DIRECTIONS FOR THIS TASK: When you retype the listing, keep every word exactly as it appears.

INPUT DATA:
"""

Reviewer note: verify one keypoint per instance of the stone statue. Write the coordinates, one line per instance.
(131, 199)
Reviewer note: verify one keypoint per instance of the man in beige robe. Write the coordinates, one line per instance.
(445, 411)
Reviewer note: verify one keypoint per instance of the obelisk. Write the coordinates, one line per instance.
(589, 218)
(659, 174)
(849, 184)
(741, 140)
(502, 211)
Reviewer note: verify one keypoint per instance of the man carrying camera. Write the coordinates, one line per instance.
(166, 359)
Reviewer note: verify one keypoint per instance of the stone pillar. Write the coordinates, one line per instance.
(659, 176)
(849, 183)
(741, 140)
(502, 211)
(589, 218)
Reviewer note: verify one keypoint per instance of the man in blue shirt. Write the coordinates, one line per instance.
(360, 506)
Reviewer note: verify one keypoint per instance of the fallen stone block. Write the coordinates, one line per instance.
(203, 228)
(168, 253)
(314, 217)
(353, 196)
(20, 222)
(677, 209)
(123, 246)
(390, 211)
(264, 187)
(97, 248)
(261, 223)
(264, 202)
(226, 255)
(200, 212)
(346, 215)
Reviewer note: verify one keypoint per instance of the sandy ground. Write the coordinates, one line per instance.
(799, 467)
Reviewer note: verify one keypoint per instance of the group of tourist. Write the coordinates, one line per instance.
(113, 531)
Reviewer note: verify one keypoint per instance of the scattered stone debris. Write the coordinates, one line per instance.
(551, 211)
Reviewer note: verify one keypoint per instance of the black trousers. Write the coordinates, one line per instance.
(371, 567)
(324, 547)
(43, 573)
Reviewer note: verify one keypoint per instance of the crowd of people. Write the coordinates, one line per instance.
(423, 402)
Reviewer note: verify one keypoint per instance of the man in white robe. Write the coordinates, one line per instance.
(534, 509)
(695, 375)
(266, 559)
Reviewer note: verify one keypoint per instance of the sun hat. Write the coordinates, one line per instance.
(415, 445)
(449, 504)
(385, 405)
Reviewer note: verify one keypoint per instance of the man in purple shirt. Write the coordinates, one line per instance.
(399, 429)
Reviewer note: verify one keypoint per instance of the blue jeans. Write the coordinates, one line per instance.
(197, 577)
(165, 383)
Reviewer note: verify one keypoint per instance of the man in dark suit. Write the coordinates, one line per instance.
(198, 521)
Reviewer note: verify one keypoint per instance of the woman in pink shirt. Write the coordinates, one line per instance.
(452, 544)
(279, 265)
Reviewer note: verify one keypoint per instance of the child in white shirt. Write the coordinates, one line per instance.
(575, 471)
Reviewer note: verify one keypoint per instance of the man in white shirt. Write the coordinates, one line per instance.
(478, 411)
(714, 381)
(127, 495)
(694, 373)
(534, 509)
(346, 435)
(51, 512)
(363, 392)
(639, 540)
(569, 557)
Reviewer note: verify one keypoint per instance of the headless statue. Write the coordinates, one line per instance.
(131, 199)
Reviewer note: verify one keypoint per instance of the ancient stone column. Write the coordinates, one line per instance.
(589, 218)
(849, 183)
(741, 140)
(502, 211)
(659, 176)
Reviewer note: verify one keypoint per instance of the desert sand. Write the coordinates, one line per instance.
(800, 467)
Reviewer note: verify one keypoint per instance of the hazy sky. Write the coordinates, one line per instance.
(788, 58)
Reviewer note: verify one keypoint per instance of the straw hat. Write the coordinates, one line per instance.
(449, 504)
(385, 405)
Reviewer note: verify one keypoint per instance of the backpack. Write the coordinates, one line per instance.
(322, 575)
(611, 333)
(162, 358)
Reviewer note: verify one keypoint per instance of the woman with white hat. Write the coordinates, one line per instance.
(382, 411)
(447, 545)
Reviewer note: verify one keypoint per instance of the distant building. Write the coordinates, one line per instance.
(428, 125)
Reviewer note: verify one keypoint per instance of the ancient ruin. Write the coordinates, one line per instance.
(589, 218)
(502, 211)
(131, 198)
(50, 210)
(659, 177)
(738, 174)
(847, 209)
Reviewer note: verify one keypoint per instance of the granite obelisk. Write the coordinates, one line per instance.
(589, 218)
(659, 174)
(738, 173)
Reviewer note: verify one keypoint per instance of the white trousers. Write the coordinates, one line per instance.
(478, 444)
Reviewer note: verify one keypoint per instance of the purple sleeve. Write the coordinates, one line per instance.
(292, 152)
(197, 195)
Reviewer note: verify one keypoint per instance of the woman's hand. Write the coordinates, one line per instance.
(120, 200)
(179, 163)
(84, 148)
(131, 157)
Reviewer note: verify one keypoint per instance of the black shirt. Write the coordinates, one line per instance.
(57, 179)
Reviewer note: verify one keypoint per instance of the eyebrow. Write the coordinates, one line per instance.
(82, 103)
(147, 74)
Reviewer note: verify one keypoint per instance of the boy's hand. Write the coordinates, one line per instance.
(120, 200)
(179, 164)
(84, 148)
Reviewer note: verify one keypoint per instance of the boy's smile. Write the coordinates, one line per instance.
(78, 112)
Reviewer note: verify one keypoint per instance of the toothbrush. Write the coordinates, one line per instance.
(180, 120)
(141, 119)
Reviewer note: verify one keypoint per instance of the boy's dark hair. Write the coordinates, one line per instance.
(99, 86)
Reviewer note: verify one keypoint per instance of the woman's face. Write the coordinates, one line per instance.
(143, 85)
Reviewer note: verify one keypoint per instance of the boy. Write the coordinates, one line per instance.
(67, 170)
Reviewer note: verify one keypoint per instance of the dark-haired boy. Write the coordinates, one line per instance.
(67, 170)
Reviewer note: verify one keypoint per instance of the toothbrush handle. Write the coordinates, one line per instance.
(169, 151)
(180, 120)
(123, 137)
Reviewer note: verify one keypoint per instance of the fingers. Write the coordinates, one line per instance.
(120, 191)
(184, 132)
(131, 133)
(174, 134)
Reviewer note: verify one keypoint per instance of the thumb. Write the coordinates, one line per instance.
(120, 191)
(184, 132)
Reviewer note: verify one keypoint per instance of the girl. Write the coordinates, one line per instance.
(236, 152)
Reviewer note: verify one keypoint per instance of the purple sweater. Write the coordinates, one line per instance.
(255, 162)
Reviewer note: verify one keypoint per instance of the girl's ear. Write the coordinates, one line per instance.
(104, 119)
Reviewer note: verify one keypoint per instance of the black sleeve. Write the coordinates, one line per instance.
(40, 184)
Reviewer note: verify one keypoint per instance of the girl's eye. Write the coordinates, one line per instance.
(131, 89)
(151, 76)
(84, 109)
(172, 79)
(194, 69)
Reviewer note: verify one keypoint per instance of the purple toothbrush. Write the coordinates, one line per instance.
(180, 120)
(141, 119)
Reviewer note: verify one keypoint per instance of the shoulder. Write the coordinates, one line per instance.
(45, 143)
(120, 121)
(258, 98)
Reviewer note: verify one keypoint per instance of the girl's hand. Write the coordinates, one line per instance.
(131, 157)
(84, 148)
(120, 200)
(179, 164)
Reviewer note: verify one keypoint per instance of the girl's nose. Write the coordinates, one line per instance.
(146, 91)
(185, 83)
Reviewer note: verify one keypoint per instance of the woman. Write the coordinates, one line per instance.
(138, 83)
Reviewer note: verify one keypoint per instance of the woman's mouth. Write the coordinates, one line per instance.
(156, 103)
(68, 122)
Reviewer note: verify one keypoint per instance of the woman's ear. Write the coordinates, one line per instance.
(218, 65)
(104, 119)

"""

REPLY:
Reviewer note: verify one keypoint per instance of the stone statue. Write the coordinates, one line per instance.
(131, 199)
Reviewer note: verify one keypoint per instance of the man in beige robe. Write the coordinates, one line per instance.
(445, 411)
Reviewer note: verify one keypoint per instance of the obelisk. Write the coordinates, one line per instance.
(589, 218)
(659, 174)
(849, 184)
(741, 140)
(502, 211)
Reviewer note: verify one keypoint per instance of the man carrying camera. Write the coordinates, one line per instance.
(166, 359)
Reviewer note: verify one keypoint per instance of the stone pillar. Write the coordinates, one line per instance.
(659, 176)
(849, 183)
(741, 140)
(502, 211)
(589, 218)
Reviewer note: verify one keypoint per instance of the man in blue shirt. Write the coordinates, one line per instance.
(360, 506)
Reviewer note: verify one keypoint per instance of the fallen stone block. Write the coordinates, one line per instance.
(203, 228)
(168, 253)
(314, 217)
(353, 196)
(20, 222)
(677, 209)
(123, 246)
(390, 211)
(264, 187)
(97, 248)
(261, 223)
(264, 202)
(226, 255)
(200, 212)
(346, 215)
Reviewer note: verify one keypoint per instance of the sandy ground. Write the coordinates, one line per instance.
(799, 467)
Reviewer note: verify one keypoint per instance of the group of tourist. Write the coordinates, one line per instance.
(113, 531)
Reviewer note: verify one keypoint per instance of the scattered stone debris. Write the coordinates, one line per instance.
(551, 211)
Reviewer note: verify one keypoint per instance of the black trousers. Write the coordinates, one line per instance.
(371, 567)
(324, 547)
(43, 573)
Reviewer note: verify one keypoint per instance of the crowd of people. Write the coordinates, one line per instance.
(423, 402)
Reviewer note: verify one keypoint per instance of the man in white robe. Write the coordinates, one line per instance.
(534, 509)
(695, 375)
(266, 559)
Reviewer note: verify one keypoint per instance of the sun hat. Write the coordinates, one line per instance.
(415, 445)
(449, 504)
(385, 405)
Reviewer note: verify one keypoint per instance of the man in purple shirt. Write the coordinates, one line per instance.
(399, 429)
Reviewer note: verify one keypoint per instance of the blue jeans. Write the coordinates, one line per instance.
(197, 577)
(165, 383)
Reviewer note: verify one keypoint per instance of the man in dark suit. Write the coordinates, one line per instance.
(198, 521)
Reviewer note: verify one keypoint per instance of the woman in pink shirt. Write the coordinates, one line per instance.
(452, 544)
(279, 265)
Reviewer note: verify one keypoint per instance of the child in white shirt. Write the coordinates, one line per instance.
(575, 471)
Reviewer note: verify one keypoint per instance of the man in white shirt. Write the coordinates, one line per instance.
(478, 411)
(714, 381)
(127, 495)
(694, 373)
(534, 509)
(346, 435)
(51, 512)
(363, 392)
(639, 540)
(569, 557)
Reviewer note: verify one keypoint per instance of the headless statue. Write the coordinates, one line per instance.
(131, 199)
Reviewer note: verify one keypoint per instance of the ancient stone column. Write the coordinates, one line per instance.
(589, 218)
(849, 183)
(741, 140)
(502, 211)
(659, 176)
Reviewer note: verify one keypoint per instance of the desert sand. Write the coordinates, one line per instance.
(800, 467)
Reviewer note: verify one keypoint per instance of the hazy sky. Write the coordinates, one line per instance.
(788, 58)
Reviewer note: verify one keypoint per instance of the straw hat. Write the coordinates, one line per instance.
(449, 504)
(385, 405)
Reviewer note: verify one keypoint per instance of the backpack. Write the coordinates, one line per instance.
(322, 575)
(611, 333)
(162, 358)
Reviewer note: verify one keypoint per instance of the woman with white hat. Write the coordinates, one line per instance.
(382, 411)
(447, 545)
Reviewer note: verify one keypoint per instance of the distant building. Write the coordinates, one line per instance.
(428, 125)
Reviewer note: verify one keypoint per instance of the ancient ruin. Write the coordinates, one line per instance.
(589, 218)
(502, 211)
(131, 198)
(50, 210)
(659, 177)
(738, 174)
(847, 209)
Reviewer note: verify one keypoint per instance of the granite obelisk. Write the coordinates, one line per instance.
(589, 218)
(659, 174)
(738, 173)
Reviewer note: verify one keypoint per instance of the white trousers. Write the coordinates, one line per instance.
(478, 444)
Reviewer note: verify one keypoint per instance of the purple sleeve. Write the coordinates, one line per instance.
(292, 152)
(197, 195)
Reviewer note: verify one keypoint per instance of the woman's hand. Write the coordinates, one line per instance.
(120, 200)
(179, 163)
(84, 148)
(131, 157)
Reviewer note: verify one keypoint per instance of the black shirt. Write the coordinates, one line per instance.
(57, 179)
Reviewer note: verify one keypoint per instance of the eyebrow. Write the coordinates, one line per instance.
(82, 103)
(147, 74)
Reviewer note: verify one keypoint per instance of the boy's hand. Write the coordinates, one line per instance.
(120, 200)
(179, 164)
(84, 148)
Reviewer note: verify one keypoint per instance of the boy's smile. Write the coordinates, one line per instance.
(78, 112)
Reviewer note: verify one keypoint per instance of the toothbrush. Write the coordinates, one line per instance.
(180, 120)
(141, 119)
Reviewer note: verify one keypoint per instance of the boy's dark hair. Write the coordinates, one line per instance.
(99, 86)
Reviewer note: verify one keypoint per instance of the woman's face. Write the coordinates, one line per instance.
(143, 85)
Reviewer note: verify one keypoint per instance of the boy. Write the coordinates, one line per instance.
(67, 170)
Reviewer note: verify one keypoint per instance of the dark-haired boy. Write the coordinates, one line per instance.
(67, 170)
Reviewer note: verify one keypoint per instance of the toothbrush handle. Write the coordinates, one line per instance.
(169, 151)
(180, 120)
(123, 137)
Reviewer note: verify one keypoint per instance of the fingers. Write the coordinates, one line per instance.
(120, 191)
(184, 132)
(131, 133)
(174, 134)
Reviewer note: verify one keypoint per instance of the thumb. Write the coordinates, one line per instance.
(120, 191)
(184, 132)
Reviewer note: verify one keypoint per instance of the girl. Write the coordinates, one line per instance.
(236, 152)
Reviewer note: verify one keypoint per instance of the purple sweater. Write the coordinates, one line per instance.
(255, 162)
Reviewer note: verify one keypoint per instance of the girl's ear. Write the coordinates, one line per instance.
(104, 119)
Reviewer note: verify one keypoint per instance of the black sleeve. Write the coordinates, one line per instance.
(40, 184)
Reviewer note: verify one keypoint per instance of the girl's eye. Write the coordinates, one line per instance.
(131, 89)
(151, 76)
(84, 109)
(172, 79)
(194, 69)
Reviewer note: verify one keypoint per instance of the purple toothbrush. Write the coordinates, one line per instance.
(180, 120)
(141, 119)
Reviewer note: verify one keypoint per instance of the shoulder. Write the coordinates, one line per instance.
(45, 143)
(120, 121)
(258, 98)
Reviewer note: verify one keypoint per instance of the girl's hand. Write the coordinates, one line per instance.
(131, 157)
(84, 148)
(120, 200)
(179, 164)
Reviewer note: verify one keypoint per instance of the girl's nose. Write the coordinates, one line per instance.
(146, 91)
(185, 83)
Reviewer note: verify one keypoint per instance of the woman. Write the coordinates, one line per instance.
(138, 83)
Reviewer note: verify one keypoint per instance of the woman's mouth. Write the coordinates, one line per instance.
(156, 103)
(68, 122)
Reviewer note: verify one keypoint per instance of the woman's ear. Write the coordinates, one line per instance.
(218, 65)
(104, 119)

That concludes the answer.